**DATASET**

☆ ☆ ☆ ☆ ☆

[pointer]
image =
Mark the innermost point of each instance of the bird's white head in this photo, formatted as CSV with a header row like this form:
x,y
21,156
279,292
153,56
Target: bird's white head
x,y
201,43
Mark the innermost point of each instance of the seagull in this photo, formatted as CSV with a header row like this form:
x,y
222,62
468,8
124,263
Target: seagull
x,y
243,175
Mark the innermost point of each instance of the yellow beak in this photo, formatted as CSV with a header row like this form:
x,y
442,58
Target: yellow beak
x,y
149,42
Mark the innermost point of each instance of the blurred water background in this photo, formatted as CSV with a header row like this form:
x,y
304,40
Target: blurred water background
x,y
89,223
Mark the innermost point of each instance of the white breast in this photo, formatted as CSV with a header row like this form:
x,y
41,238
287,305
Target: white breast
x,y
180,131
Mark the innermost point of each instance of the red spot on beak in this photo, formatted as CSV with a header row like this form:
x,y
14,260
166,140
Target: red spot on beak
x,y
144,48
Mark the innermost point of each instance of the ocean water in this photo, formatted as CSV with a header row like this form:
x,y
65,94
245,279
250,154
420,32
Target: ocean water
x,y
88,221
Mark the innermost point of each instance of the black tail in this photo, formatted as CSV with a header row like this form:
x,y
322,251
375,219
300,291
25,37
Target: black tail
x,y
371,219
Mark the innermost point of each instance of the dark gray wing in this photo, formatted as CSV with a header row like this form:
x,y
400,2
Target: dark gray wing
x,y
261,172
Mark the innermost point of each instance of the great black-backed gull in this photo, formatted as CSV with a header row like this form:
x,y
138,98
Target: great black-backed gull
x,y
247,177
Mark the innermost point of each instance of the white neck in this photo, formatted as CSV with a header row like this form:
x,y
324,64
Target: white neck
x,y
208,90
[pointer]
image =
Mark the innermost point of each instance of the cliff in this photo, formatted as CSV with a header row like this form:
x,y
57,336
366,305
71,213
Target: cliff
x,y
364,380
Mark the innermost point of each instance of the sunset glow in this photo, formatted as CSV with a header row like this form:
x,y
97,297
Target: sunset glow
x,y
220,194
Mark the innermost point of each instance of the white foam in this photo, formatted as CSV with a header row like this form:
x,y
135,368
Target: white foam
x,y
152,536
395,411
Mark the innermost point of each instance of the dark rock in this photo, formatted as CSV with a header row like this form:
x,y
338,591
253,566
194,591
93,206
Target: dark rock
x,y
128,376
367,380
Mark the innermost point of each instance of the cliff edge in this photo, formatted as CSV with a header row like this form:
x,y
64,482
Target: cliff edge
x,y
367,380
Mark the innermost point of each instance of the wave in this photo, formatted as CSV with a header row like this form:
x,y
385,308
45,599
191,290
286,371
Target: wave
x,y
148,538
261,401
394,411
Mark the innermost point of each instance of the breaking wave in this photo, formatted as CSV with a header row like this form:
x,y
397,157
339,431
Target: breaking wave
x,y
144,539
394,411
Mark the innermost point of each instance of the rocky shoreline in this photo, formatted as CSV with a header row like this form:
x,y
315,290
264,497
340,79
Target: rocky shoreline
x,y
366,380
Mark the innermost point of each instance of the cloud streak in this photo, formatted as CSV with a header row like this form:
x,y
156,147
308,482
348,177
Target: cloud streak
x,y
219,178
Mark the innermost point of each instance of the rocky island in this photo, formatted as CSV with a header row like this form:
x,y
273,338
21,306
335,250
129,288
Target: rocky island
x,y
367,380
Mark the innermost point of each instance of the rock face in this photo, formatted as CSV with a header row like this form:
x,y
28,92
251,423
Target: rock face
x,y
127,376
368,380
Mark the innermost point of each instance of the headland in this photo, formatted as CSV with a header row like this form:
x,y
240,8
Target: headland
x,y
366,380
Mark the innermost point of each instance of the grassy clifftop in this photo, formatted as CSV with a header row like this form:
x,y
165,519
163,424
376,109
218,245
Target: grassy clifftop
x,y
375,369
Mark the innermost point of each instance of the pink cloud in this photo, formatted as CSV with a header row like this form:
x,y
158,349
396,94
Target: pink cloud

☆ ☆ ☆ ☆ ☆

**PROBLEM TO WORK ON**
Transcribe the data. Leave every line exactly as it is.

**THE REPLY**
[pointer]
image =
Mark the innermost point of each instance of the bird's white head in this photo, formatted as CSV with a header row like this form:
x,y
21,156
279,292
153,56
Target: bird's white head
x,y
201,43
Mark the innermost point of each instance of the seagull in this photo, formatted as CSV with a header row like this form:
x,y
222,62
468,8
124,263
Target: seagull
x,y
243,175
Mark the innermost point of each instance of the yellow beak in this photo, formatted as CSV with a header row like this form:
x,y
442,58
Target: yellow beak
x,y
149,42
Mark the innermost point of each instance of the blurred water background in this photo, formatted as CSV with a header row like this form:
x,y
304,40
Target: blurred water background
x,y
89,223
Mark the innermost point of each instance of the white breast in this photo, formatted as CSV with a header row like this form:
x,y
41,238
287,305
Target: white breast
x,y
180,131
Mark the innermost point of each instance of the red spot on beak in this photo, formatted as CSV with a header row like this form:
x,y
14,260
166,140
Target: red spot on beak
x,y
144,48
Mark the innermost point of each instance of the ocean water in this photo, formatted as CSV with a header row like this form:
x,y
65,94
245,279
250,154
420,32
Target: ocean water
x,y
88,221
Mark the innermost point of each instance of the black tail in this photo, formatted as CSV with a header row like this form:
x,y
322,251
375,219
300,291
25,37
Target: black tail
x,y
371,219
Mark the innermost point of each instance of the dark gray wing in this photo, formatted as CSV with a header row like this form:
x,y
400,2
Target: dark gray wing
x,y
261,172
Mark the innermost point of each instance of the great black-backed gull in this photo, formatted as CSV with a header row like this form:
x,y
138,98
Target: great black-backed gull
x,y
247,177
Mark the innermost point of each instance of the white neck in this photo, formatted as CSV with a header row like this form:
x,y
324,64
Target: white neck
x,y
208,90
[pointer]
image =
Mark the innermost point of each instance of the cliff in this photo, formatted as CSV with a header row like this form:
x,y
57,336
366,305
71,213
Target: cliff
x,y
364,380
Mark the innermost point of each instance of the sunset glow in this photo, formatted as CSV with a header row like this form:
x,y
97,297
Target: sunset glow
x,y
220,194
Mark the innermost point of each instance of the white foam in this photo, formatted as CSV with a header row like this form:
x,y
135,368
Target: white foam
x,y
152,536
395,411
Mark the innermost point of each instance of the dark rock in this photo, formatted as CSV with a header row like this form:
x,y
338,591
253,566
194,591
93,206
Target: dark rock
x,y
128,376
367,380
Mark the innermost point of each instance of the cliff edge in this photo, formatted as CSV with a header row like this form:
x,y
64,482
Target: cliff edge
x,y
367,380
Mark the innermost point of each instance of the wave in this photo, formatted as CSV with a header row like this form:
x,y
385,308
45,599
191,290
286,371
Target: wave
x,y
148,538
261,401
394,411
Mark the innermost point of each instance of the breaking wave in this photo, formatted as CSV with a header row like this form:
x,y
397,157
339,431
Target: breaking wave
x,y
144,539
394,411
Mark the innermost point of each instance of the rocky shoreline in this photo, formatted as CSV with a header row like this form:
x,y
315,290
264,497
340,79
Target: rocky shoreline
x,y
366,380
Mark the innermost point of each instance of the cloud streak in this photo, formatted as CSV with a header row like this form:
x,y
156,147
308,482
348,177
Target: cloud streak
x,y
219,178
Mark the innermost point of each instance of the rocky island in this photo, formatted as CSV with a header row like this form:
x,y
273,338
21,306
335,250
129,288
Target: rocky island
x,y
367,380
Mark the innermost point of each instance of the rock face in this photo, formatted as CSV with a header row like this form:
x,y
28,92
251,423
Target: rock face
x,y
127,376
368,380
Mark the innermost point of each instance of the headland in this photo, formatted as CSV with a header row like this form:
x,y
240,8
Target: headland
x,y
366,380
Mark the innermost point of each instance of the grassy clifftop in this photo, formatted as CSV with a header row like this form:
x,y
165,519
163,424
376,109
218,245
Target: grassy clifftop
x,y
375,369
Mark the innermost point of each instance of the pink cloud in this photo, formatted as CSV with a header row like this form:
x,y
158,349
396,94
Target: pink cloud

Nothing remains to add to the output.